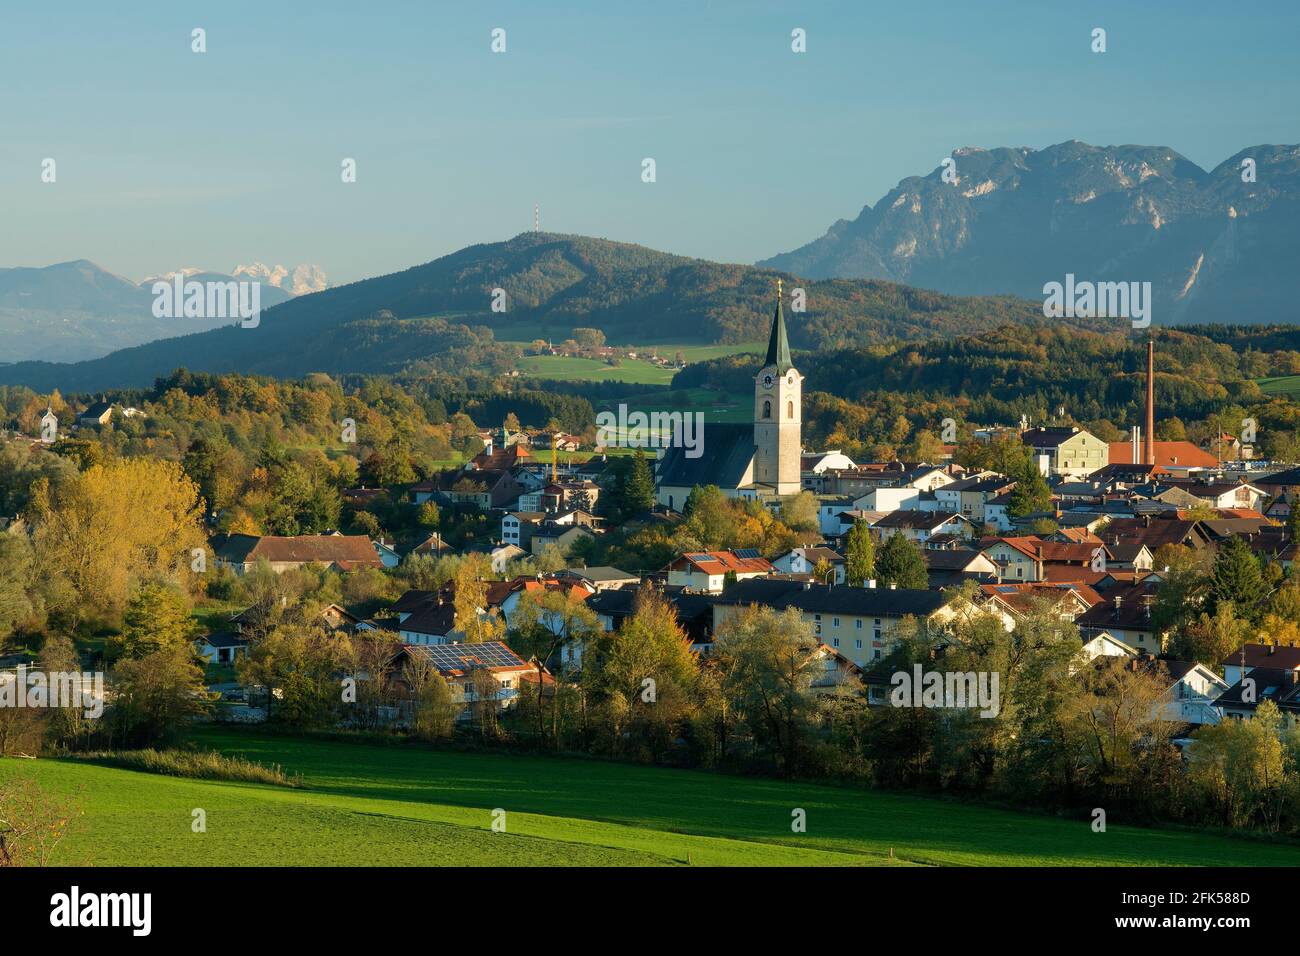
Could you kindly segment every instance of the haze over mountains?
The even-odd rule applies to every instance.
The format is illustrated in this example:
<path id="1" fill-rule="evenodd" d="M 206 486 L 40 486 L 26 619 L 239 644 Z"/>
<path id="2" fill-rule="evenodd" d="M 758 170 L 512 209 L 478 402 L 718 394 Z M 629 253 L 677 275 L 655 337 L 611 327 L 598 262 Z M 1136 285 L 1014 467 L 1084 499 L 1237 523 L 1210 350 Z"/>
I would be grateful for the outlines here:
<path id="1" fill-rule="evenodd" d="M 308 265 L 289 272 L 283 266 L 268 269 L 254 263 L 240 266 L 233 276 L 190 267 L 140 283 L 88 259 L 43 268 L 0 269 L 0 361 L 76 362 L 229 322 L 155 317 L 150 287 L 155 279 L 170 279 L 176 273 L 199 282 L 260 279 L 263 308 L 325 287 L 324 272 Z"/>
<path id="2" fill-rule="evenodd" d="M 1067 273 L 1150 281 L 1157 325 L 1300 320 L 1300 147 L 1252 147 L 1209 172 L 1166 147 L 1080 142 L 953 158 L 956 182 L 942 166 L 905 179 L 852 222 L 756 267 L 550 233 L 333 289 L 314 266 L 241 265 L 236 278 L 263 283 L 257 329 L 155 319 L 147 280 L 86 260 L 4 269 L 0 361 L 17 364 L 0 366 L 0 383 L 144 386 L 181 366 L 396 372 L 458 350 L 466 363 L 501 359 L 493 337 L 560 340 L 579 326 L 615 343 L 749 341 L 766 334 L 778 272 L 807 293 L 807 311 L 791 313 L 798 348 L 1043 322 L 1043 285 Z M 1243 181 L 1246 159 L 1254 181 Z M 505 312 L 491 307 L 494 289 Z"/>
<path id="3" fill-rule="evenodd" d="M 754 341 L 767 334 L 775 280 L 776 273 L 754 266 L 523 233 L 291 299 L 264 310 L 256 328 L 226 325 L 71 365 L 22 362 L 0 367 L 0 383 L 64 391 L 142 387 L 182 366 L 276 376 L 397 372 L 438 356 L 463 368 L 494 338 L 559 341 L 584 326 L 604 330 L 612 342 Z M 958 298 L 875 280 L 801 284 L 807 311 L 788 312 L 796 347 L 862 346 L 1046 321 L 1038 303 L 1009 297 Z M 506 294 L 505 312 L 492 311 L 498 288 Z M 1096 320 L 1075 324 L 1096 327 Z"/>
<path id="4" fill-rule="evenodd" d="M 1157 325 L 1300 318 L 1300 146 L 1254 146 L 1206 172 L 1163 146 L 960 149 L 852 221 L 759 263 L 961 295 L 1021 295 L 1066 273 L 1150 281 Z M 1254 160 L 1254 182 L 1242 161 Z"/>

Problem requirements: Across the records above, return every line that contains the word "instance".

Task output:
Could you kindly segment every instance of the haze over mountains?
The even-odd rule applies to every instance.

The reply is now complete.